Write the data out again exactly, dropping any images it holds.
----- DATA PROVIDED -----
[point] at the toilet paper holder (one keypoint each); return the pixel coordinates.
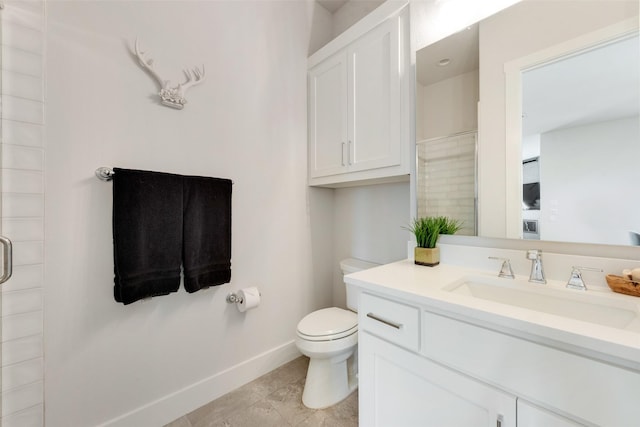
(234, 299)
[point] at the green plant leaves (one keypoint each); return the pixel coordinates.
(428, 229)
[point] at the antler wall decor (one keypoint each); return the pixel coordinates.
(171, 96)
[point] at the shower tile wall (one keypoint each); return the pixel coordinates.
(22, 210)
(446, 178)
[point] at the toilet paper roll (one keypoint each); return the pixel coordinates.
(250, 298)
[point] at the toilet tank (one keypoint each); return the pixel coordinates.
(352, 265)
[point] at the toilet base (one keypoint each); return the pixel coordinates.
(329, 381)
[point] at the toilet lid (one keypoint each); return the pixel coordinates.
(333, 321)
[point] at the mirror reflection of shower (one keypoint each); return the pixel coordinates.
(581, 124)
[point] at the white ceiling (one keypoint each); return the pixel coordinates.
(332, 5)
(462, 50)
(598, 85)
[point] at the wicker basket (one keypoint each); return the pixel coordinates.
(622, 285)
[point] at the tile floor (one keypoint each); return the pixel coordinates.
(275, 399)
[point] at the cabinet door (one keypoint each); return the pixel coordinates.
(532, 416)
(374, 103)
(399, 388)
(328, 117)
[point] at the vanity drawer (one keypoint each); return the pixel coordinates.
(391, 320)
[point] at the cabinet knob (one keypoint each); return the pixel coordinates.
(385, 321)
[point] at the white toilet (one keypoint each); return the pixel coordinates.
(329, 337)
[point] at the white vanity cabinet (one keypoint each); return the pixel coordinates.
(422, 368)
(358, 104)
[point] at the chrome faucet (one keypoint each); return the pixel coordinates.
(575, 280)
(537, 272)
(505, 270)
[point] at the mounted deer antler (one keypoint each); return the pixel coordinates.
(171, 96)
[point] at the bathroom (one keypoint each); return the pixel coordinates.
(75, 99)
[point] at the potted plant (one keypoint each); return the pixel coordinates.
(427, 230)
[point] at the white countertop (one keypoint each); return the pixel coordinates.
(419, 285)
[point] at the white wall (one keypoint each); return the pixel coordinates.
(22, 145)
(589, 181)
(449, 106)
(368, 225)
(246, 122)
(352, 12)
(504, 37)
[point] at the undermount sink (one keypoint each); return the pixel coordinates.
(591, 306)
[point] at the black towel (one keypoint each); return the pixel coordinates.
(207, 232)
(147, 233)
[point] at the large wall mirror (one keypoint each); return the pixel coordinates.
(540, 103)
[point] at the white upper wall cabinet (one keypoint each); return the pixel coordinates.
(359, 99)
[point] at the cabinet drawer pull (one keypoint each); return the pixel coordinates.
(386, 322)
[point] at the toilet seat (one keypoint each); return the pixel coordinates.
(328, 324)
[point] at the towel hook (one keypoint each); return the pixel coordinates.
(104, 173)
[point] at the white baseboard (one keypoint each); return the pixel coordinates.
(181, 402)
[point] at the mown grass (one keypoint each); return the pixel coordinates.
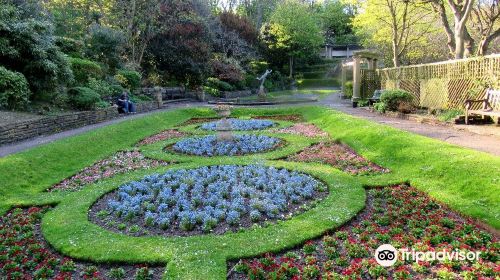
(317, 83)
(285, 95)
(466, 180)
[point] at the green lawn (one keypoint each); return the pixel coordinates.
(285, 95)
(466, 180)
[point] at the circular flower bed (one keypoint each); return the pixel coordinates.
(211, 146)
(241, 124)
(207, 199)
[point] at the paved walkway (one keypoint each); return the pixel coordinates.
(480, 142)
(457, 135)
(27, 144)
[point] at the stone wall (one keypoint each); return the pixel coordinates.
(10, 133)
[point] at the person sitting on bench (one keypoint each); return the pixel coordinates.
(124, 104)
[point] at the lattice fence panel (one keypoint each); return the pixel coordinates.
(460, 90)
(445, 84)
(434, 93)
(413, 87)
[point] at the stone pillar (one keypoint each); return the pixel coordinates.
(158, 97)
(356, 87)
(343, 79)
(370, 64)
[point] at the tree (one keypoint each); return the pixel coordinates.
(105, 45)
(460, 42)
(485, 19)
(27, 46)
(139, 20)
(73, 18)
(292, 30)
(336, 19)
(234, 36)
(398, 23)
(258, 11)
(182, 50)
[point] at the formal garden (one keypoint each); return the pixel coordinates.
(302, 192)
(255, 172)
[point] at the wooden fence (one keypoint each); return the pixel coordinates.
(444, 85)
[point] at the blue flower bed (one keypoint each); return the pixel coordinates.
-----
ANSWER:
[point] at the toilet paper holder (one keypoint each); return the pixel coordinates.
(234, 299)
[point] at the green plant leaves (one keypoint each); return the pixel coordinates.
(428, 229)
[point] at the antler wall decor (one keypoint each); return the pixel coordinates.
(171, 96)
[point] at the shower tile wall (one keypoint each); return the pixel coordinates.
(22, 210)
(446, 178)
[point] at the toilet paper roll (one keypoint each); return the pixel coordinates.
(250, 298)
[point] at the toilet tank (one keypoint each); return the pixel coordinates.
(352, 265)
[point] at the toilet base (one keypoint each); return the pixel coordinates.
(329, 381)
[point] at the toilet lid (one keypoint each); return the pixel coordinates.
(333, 321)
[point] at the mirror reflection of shower (one keypoint each); return the pixel coordinates.
(581, 124)
[point] at the white ceiling (one keypoint each); return the pixel coordinates.
(332, 5)
(462, 50)
(598, 85)
[point] at the wicker basket (one keypoint each); return the pixel coordinates.
(622, 285)
[point] at the tile floor (one keypoint each); return the pixel coordinates.
(275, 399)
[point] at the cabinet door (one keypoint each); return the pixel coordinates.
(532, 416)
(374, 103)
(399, 388)
(328, 117)
[point] at the vanity drawer (one keypoint each); return the pixel coordinates.
(391, 320)
[point] at the cabinet knob (one keypoint each); return the pixel coordinates.
(385, 321)
[point] at the white toilet (one keypoint each); return the pixel coordinates.
(329, 337)
[point] at the white vanity cabinet (one keypoint each); return the pixel coordinates.
(422, 368)
(358, 104)
[point] at the chrome faucet (one keypoint each); return the pixel coordinates.
(575, 280)
(537, 272)
(505, 270)
[point] at the mounted deer antler (one keypoint each); return the pixel coordinates.
(171, 96)
[point] at the bathroom (one keypoint each); return the pixel coordinates.
(75, 99)
[point] at the potted plant (one keypoint each); return the pixel coordinates.
(427, 230)
[point] at the white countertop (one keypoint each); return the pixel coordinates.
(419, 285)
[point] at the white wall (one keypoint each); return the pixel coordinates.
(22, 145)
(589, 181)
(449, 106)
(368, 225)
(246, 122)
(352, 12)
(504, 37)
[point] at the undermount sink (one keypoint each); return the pixel coordinates.
(591, 306)
[point] at the black towel (one keypoint each); return the pixel coordinates.
(207, 232)
(147, 233)
[point] at the large wall mirror (one keypoint each); return the pixel coordinates.
(540, 103)
[point] at the white upper wall cabinet (one keypoint each); return the pixel coordinates.
(359, 99)
[point] at the cabinet drawer pull (one keypoint each); return the pixel coordinates.
(386, 322)
[point] at the toilet seat (one keypoint each); return the pixel coordinates.
(328, 324)
[point] at the towel hook (one keypoint each); return the pixel coordinates.
(104, 173)
[point] at the white baseboard (one keypoint each); return the pixel coordinates.
(181, 402)
[point] at the mown grass (one keypoint each); return the pixel coordinates.
(317, 83)
(285, 95)
(466, 180)
[point] at the green lawn (one keypoint each); return the pixel coordinates.
(285, 95)
(466, 180)
[point] at the circular flower bed (one keypoint each); return the pixel coordinates.
(211, 146)
(241, 124)
(207, 199)
[point] at the paved walkway (one keypoint each); return the pixel coordinates.
(480, 142)
(457, 135)
(27, 144)
[point] at the stone wall (one keypoint each); return the pixel coordinates.
(10, 133)
[point] at the person sitting on bench (one keypoint each); return the pixel coordinates.
(124, 104)
[point] at the lattice fence panel (one keypoint each); return the pixel coordinates.
(460, 90)
(445, 84)
(434, 93)
(413, 87)
[point] at the stone pillar (one keypoint each); return the pixel coordinates.
(158, 97)
(356, 87)
(343, 79)
(370, 64)
[point] at the tree (one keypoint each); return the pixel coordinates.
(105, 45)
(460, 42)
(485, 19)
(27, 46)
(139, 20)
(73, 18)
(292, 30)
(336, 19)
(234, 36)
(398, 23)
(258, 11)
(182, 50)
[point] at the formal garden (one keypoint each); return the pixel coordinates.
(302, 192)
(255, 172)
[point] at the wooden fence (one keypoint each); return the pixel coordinates.
(444, 85)
[point] at the blue flower bed (one keypoint each); return the pixel coordinates.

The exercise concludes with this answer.